Dataset entries
-*-

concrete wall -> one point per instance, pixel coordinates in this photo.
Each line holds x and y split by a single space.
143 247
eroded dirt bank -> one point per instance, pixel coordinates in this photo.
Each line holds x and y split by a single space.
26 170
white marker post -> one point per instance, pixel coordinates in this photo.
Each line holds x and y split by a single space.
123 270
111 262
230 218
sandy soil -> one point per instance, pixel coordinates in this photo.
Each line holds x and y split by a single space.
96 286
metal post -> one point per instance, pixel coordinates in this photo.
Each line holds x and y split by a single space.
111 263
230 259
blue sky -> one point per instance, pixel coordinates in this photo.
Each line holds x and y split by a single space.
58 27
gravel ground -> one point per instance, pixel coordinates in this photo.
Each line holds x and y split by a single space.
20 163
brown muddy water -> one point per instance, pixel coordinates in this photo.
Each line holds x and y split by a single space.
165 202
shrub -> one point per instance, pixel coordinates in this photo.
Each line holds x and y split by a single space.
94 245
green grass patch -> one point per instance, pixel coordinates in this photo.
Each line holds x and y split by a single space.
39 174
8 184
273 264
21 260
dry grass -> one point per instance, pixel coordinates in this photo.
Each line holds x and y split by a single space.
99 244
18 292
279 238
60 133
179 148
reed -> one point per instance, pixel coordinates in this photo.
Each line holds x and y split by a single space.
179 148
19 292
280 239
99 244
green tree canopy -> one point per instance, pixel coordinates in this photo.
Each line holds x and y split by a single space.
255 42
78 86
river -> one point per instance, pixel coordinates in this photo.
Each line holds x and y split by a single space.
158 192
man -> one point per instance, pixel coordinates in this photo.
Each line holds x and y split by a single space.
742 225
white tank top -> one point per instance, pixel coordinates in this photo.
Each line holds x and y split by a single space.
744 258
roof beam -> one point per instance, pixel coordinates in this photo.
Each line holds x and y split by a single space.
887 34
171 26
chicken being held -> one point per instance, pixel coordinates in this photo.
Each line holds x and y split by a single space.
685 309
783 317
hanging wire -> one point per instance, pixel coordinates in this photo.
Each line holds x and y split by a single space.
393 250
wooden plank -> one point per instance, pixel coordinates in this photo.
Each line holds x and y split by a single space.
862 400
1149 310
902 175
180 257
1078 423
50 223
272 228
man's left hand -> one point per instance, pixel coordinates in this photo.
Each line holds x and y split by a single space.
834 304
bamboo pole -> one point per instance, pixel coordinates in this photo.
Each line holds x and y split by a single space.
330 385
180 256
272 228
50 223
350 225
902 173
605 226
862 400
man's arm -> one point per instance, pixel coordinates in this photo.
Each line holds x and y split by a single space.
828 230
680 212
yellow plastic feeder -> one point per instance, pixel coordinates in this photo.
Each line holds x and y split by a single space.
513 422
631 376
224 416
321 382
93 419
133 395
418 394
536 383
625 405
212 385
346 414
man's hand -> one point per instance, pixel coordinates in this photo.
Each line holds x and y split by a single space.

-*-

▸ **Exercise instructions**:
Your task is to find each line in the entries that contains the string "grass" and copy it.

▸ **Response**:
green grass patch -> one point per instance, pixel coordinates in this photo.
dry grass -> one point per instance, pixel coordinates in this photo.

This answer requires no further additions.